* [Consignes]
1) D'après le texte sur la crise politique luxembourgeoise, pourquoi le Parlement a-t-il accepté une Commission d'enquête pour l'affaire du SREL ? Répondez en une à trois phrases.
2) Reproduisez fidèlement le passage du texte sur la crise politique luxembourgeoise qui s'ouvre sur les mots contenant « Le Luxembourg est » et se clôt sur « mois de juillet. ».
3) Répondez brièvement à ces questions sur le texte sur la crise politique luxembourgeoise :
(a) À quel moment la démission du gouvernement pourrait-elle, dit-on, avoir lieu ?
(b) Par qui l'affaire du SREL a-t-elle été déclenchée ?
(c) À quelle occasion une partie de l'opinion publique a-t-elle manifesté ?

* [Section de texte]
Le Luxembourg devant un scénario de Constitution-Fiction.
Le Luxembourg est en ébullition depuis des mois, en alignant des scandales
bien fermentés. Le gouvernement en est arrivé à mijoter un scénario pour enfin
se décaper de toutes ces vilénies : la démission du gouvernement, ce qui
dit-on pourrait se passer au début du mois de juillet.
A l’origine, une série de
scandales
La genèse de cette issue assez historique pour le Luxembourg aura été une
série de scandales plus ou moins bien esquivés par ceux par qui le scandale
arrive, pour arriver finalement au point de l’indigestion. Il y a d’abord eu
l’affaire du Stade National de Livange et de ses cordées d’ »insiders »
qui a fini sous le tapis d’un vote parlementaire opposant la création d’une
Commission d’enquête. Il y a eu ensuite l’affaire Cargolux et ses cordées
d’ »insiders » qui a également fini sous le tapis d’un vote
parlementaire refusant une Commission d’enquête. Puis il y a eu l’affaire du
SREL, curieusement déclenchée par le Premier Ministre lui-même, monologuant sur
un enregistrement clandestin de sa conversation avec son chef du service de
renseignement, il y a de ça des années. Le plan derrière ces confidences
tardives était sans doute de divertir des autres scandales. Il a donc mis le
feu à la cuisine pour divertir du feu dans le garage. En anglais :
« wag the dog ».
L’overdose du SREL
Même l’arrogance la plus extrême ne permettait plus au Parlement de voter pour
la troisième fois consécutive contre une Commission d’enquête parlementaire.
Pour l’affaire du SREL, jugée bénigne, on a donc préféré dire oui à une
Commission d’enquête. Dire non aurait fait un peu trop pourri. Et puis comme on
ne pensait pas qu’on risquerait gros, ce que pense tout apprenti sorcier avant
de déclencher un cauchemar, on a appelé les esprits. Mais voilà, de fil en
aiguille des squelettes remontent du fond du marécage secret de nos vaillants
agents secrets et de leur chef. L’affaire SREL et cette autre affaire qui date
d’il y a un quart de siècle, le procès Bommeleeër finissent par s’alimenter mutuellement
par leurs rebondissements. C’est la
tempête parfaite. Que faire pour stopper tout cela, alors qu’on ne peut quand-même
plus mettre un autre feu au salon ? Cela ferait désordre et serait suspect !
Les digressions de Michel Wolter au sujet de la liberté de la presse, ne font
pas l’affaire non plus. Non, il faut que le gouvernement démissionne, dit-on !
Cette idée de manœuvre est partagée par une bonne partie de l’opinion publique,
qui s’est manifestée même par une démo en pleine Fête Nat.

* [Données fournies]
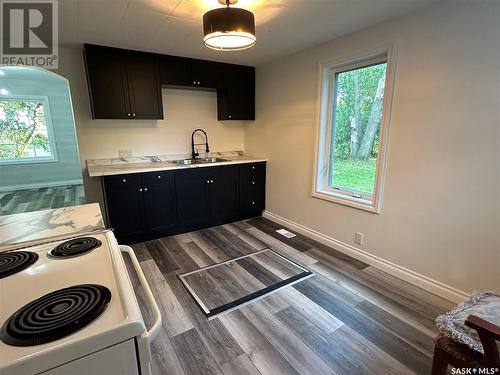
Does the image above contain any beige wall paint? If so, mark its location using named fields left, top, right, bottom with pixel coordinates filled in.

* [Corrigé]
1) Même l'arrogance la plus extrême ne permettait plus au Parlement de voter une troisième fois de suite contre une Commission d'enquête, et refuser aurait « fait un peu trop pourri ». De plus, l'affaire du SREL était jugée bénigne et l'on pensait ne pas risquer gros en disant oui.

2)
Le Luxembourg est en ébullition depuis des mois, en alignant des scandales
bien fermentés. Le gouvernement en est arrivé à mijoter un scénario pour enfin
se décaper de toutes ces vilénies : la démission du gouvernement, ce qui
dit-on pourrait se passer au début du mois de juillet.

3)
(a) Au début du mois de juillet.
(b) Par le Premier Ministre lui-même.
(c) En pleine Fête Nat.